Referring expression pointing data
###

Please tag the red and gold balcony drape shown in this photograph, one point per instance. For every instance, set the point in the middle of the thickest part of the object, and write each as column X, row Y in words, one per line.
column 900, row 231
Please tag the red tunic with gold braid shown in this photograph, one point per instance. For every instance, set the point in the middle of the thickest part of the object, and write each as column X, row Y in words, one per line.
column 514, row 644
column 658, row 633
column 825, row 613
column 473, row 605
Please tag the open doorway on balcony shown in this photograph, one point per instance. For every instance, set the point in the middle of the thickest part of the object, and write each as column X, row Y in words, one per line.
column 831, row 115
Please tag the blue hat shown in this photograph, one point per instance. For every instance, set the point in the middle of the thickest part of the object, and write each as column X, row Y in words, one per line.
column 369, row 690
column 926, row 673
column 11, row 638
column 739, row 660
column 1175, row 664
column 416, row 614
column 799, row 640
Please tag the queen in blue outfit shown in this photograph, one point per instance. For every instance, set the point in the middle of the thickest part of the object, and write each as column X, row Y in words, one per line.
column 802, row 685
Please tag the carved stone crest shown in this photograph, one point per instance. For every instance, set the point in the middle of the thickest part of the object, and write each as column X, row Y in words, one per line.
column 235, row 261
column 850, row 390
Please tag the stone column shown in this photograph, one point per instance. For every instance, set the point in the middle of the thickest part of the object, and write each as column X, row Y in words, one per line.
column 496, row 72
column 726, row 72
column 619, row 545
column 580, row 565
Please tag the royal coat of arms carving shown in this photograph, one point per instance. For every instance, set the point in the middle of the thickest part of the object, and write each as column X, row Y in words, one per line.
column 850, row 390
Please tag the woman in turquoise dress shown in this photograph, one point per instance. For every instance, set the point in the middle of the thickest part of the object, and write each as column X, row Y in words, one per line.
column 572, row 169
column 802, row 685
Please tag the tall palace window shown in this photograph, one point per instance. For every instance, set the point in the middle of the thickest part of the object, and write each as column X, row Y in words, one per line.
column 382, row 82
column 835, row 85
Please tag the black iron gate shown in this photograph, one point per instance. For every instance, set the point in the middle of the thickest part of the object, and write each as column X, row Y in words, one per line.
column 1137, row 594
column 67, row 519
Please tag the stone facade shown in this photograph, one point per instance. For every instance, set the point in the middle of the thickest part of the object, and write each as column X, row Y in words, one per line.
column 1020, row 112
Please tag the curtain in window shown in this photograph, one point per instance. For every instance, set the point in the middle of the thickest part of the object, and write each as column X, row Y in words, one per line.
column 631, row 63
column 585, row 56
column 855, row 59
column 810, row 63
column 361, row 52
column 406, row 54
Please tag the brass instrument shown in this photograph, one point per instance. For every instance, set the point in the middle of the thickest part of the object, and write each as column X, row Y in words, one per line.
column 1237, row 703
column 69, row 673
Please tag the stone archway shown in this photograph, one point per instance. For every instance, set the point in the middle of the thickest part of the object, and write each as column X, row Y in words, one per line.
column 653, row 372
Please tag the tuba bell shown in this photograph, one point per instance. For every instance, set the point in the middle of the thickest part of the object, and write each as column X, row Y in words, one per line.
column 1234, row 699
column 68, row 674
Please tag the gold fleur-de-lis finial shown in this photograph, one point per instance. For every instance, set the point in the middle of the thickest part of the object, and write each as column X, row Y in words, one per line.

###

**WHAT IS EXPECTED**: The records above should be duplicated in full, exactly as given.

**YOUR SOLUTION**:
Please tag the red and gold balcony drape shown in this photograph, one point per instance. For every instance, set the point in the middle of the thickest part of the object, and write each as column X, row Y in words, one per line.
column 900, row 231
Please tag the red tunic with gold braid shown in this photograph, one point per instance. For every instance, set the point in the middle of the thickest part of the object, and write each as column X, row Y in words, one per line.
column 514, row 644
column 658, row 633
column 825, row 613
column 473, row 605
Please tag the open doorway on balcony shown in this photograph, one point per instance. For every instance, set the point in the middle of the thickest part of the object, and write each as column X, row Y in words, one per line.
column 831, row 115
Please tag the blue hat shown in this photograph, one point per instance. For every instance, set the point in the middle of the thickest part of the object, and write each as column X, row Y in words, one per line.
column 369, row 690
column 926, row 673
column 11, row 638
column 739, row 660
column 1175, row 664
column 416, row 614
column 799, row 640
Please tag the queen in blue outfit shown in this photograph, one point per instance. For every instance, set the point in the middle of the thickest part of the object, and write each as column X, row Y in words, one per line.
column 802, row 685
Please tag the carved stone crest shown in this photograph, one point per instance. For every instance, set the point in the middle of the thickest part of the object, and write each as column X, row Y in words, one per line.
column 235, row 261
column 850, row 390
Please tag the stone column shown in this photograph, one point per instance. For every instance, set the point in the middle of the thickest part of the object, and write each as column X, row Y in words, one per line.
column 496, row 72
column 726, row 72
column 619, row 545
column 580, row 565
Please tag the royal coat of arms carving shown in this photograph, one point per instance. For every instance, set the point in the middle of the thickest part of the object, and write each as column X, row Y in words, one per line.
column 850, row 390
Please tag the woman in turquoise dress shown in this photograph, one point per instance. For every instance, set the point in the middle of the thickest part of the object, and write each as column X, row Y in words, one per line.
column 572, row 169
column 802, row 685
Please tag the tall palace window shown in this photograph, one point per instance. For every instance, set the point in the middle of the thickest part of the object, and write each as column X, row Y in words, one per line.
column 382, row 82
column 835, row 85
Please tag the black iron gate shown in this photograph, one point per instance. For every instance, set the point in the middle of the thickest part of the object, and write each as column X, row Y in words, one per line.
column 1137, row 594
column 67, row 519
Please tag the stone facade shown in this photograph, one point per instance. For every instance, set the point in the middle of the thickest part of the object, and write each as column X, row Y in words, one per line.
column 1020, row 112
Please tag the curtain in window shown in this photograph, one point per instance. For every instance, set the point in the middle of the thickest part of the object, and write each as column X, row Y in words, one per line.
column 631, row 63
column 585, row 56
column 855, row 59
column 810, row 63
column 361, row 52
column 406, row 54
Please tag the brass instrument shown in this photograph, one point per instance. For every instance, set the point in the middle of the thickest part of the object, and write each as column X, row Y in words, one per line.
column 1237, row 703
column 69, row 673
Please tag the stone archway shown in this photograph, one point per instance. For every instance, set the point in the middle of the thickest part of the object, and write each as column X, row Y in words, one per line.
column 653, row 372
Please tag the tuba bell shown in this photograph, one point per instance. For every instance, set the point in the middle of the thickest part of the object, and write each as column X, row Y in words, one per line.
column 1234, row 699
column 68, row 674
Please tag the gold fleur-de-lis finial shown in this photograph, one point per instance. For every instance, set the point in the middle of the thickest part of the object, and write each as column X, row Y in words, one per line.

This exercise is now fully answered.